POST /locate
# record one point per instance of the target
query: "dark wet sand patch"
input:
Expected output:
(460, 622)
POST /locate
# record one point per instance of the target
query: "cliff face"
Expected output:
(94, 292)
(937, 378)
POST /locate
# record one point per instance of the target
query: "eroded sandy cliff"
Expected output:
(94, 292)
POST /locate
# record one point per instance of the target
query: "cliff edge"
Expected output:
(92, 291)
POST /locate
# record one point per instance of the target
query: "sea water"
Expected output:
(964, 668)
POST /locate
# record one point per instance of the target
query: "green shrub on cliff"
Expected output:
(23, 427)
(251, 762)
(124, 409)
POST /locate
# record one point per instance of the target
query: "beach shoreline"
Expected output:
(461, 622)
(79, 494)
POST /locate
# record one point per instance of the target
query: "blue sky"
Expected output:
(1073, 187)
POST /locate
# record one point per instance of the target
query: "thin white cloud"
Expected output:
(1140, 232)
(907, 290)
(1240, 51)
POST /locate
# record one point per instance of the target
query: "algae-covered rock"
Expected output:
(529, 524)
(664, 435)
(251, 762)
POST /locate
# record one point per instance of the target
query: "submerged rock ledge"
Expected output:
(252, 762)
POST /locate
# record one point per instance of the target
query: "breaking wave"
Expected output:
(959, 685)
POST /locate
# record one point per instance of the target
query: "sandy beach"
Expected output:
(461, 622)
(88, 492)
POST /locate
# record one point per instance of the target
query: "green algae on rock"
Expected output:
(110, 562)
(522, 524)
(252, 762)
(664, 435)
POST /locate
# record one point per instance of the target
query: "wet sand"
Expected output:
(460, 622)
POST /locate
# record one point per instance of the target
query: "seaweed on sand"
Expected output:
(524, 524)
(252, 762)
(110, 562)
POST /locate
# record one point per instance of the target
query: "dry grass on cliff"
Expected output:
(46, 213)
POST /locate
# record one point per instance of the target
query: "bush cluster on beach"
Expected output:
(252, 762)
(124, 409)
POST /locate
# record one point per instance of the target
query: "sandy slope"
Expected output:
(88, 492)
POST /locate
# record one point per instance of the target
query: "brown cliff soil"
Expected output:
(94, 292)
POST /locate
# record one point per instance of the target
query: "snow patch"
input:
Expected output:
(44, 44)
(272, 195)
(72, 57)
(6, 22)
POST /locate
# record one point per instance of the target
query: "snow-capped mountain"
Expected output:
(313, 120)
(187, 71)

● THE PROBLEM
Wherever the string "cliff" occurs in the data, copy the line that holds it.

● YOUR RESPONSE
query: "cliff face"
query: "eroded sandy cliff"
query: "cliff edge"
query: "green shrub on cliff"
query: "dry grass on cliff"
query: "brown cliff soil"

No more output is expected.